START Source excerpt

Unfortunately, theatre and politics have proven to be an inseparable pair, since politics is part of the social life of every society and theatre mirrors that life. The radical dramatists therefore stick out their necks to play the role of the social commentator and watchdog of the society. The unending war of ideology between the ruling class and the social dramatists has resulted in several sad tales on the part of the dramatist. Nikolai Gogol of Russia, Ngugi Wa Thiong’o of Kenya and Wole Soyinka of Nigeria are a few who have suffered stiff persecution from their nation’s governments, for attempting to correct the ills of the society, using drama as a tool.

There is therefore an urgent need for a point of convergence between the dramatist and the ruling class, wherein the ruling class should begin to see the social dramatist not as a rival, but as a social agent whose comments should be analyzed and put to good use. On the other hand, the dramatists ought to play his role in objectivity eschewing all forms of personal sentiments and thus an egalitarian society can be achieved.

1.3     Scope of the Study

Drama and theatre speak universal language which is understood by all tribes and races. Theatre practice is therefore a universal art. In order to give it a concise delineation, this work shall be limited to the Nigerian situation, but not without some relevant references to the socio-political possibilities in some other parts of the world, especially in Africa.

END Source excerpt
START Recorded information

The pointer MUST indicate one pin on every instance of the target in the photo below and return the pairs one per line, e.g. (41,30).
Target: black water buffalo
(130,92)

END Recorded information

| Tasks |
- a) State whether each statement agrees with the passage on theatre and politics, answering yes or no and quoting the deciding words: (i) The work is confined to the Nigerian situation. (ii) Wole Soyinka is named as a dramatist from Kenya. (iii) Theatre practice is described as a regional art.
- b) Reproduce the passage on theatre and politics from "There is therefore" up to and including "especially in Africa.", substituting "governing class" for "ruling class".

| Answers for the exercise |
- a)
(i) Yes: "this work shall be limited to the Nigerian situation"
(ii) No: "Wole Soyinka of Nigeria"
(iii) No: "Theatre practice is therefore a universal art."

- b)
There is therefore an urgent need for a point of convergence between the dramatist and the governing class, wherein the governing class should begin to see the social dramatist not as a rival, but as a social agent whose comments should be analyzed and put to good use. On the other hand, the dramatists ought to play his role in objectivity eschewing all forms of personal sentiments and thus an egalitarian society can be achieved.

1.3     Scope of the Study

Drama and theatre speak universal language which is understood by all tribes and races. Theatre practice is therefore a universal art. In order to give it a concise delineation, this work shall be limited to the Nigerian situation, but not without some relevant references to the socio-political possibilities in some other parts of the world, especially in Africa.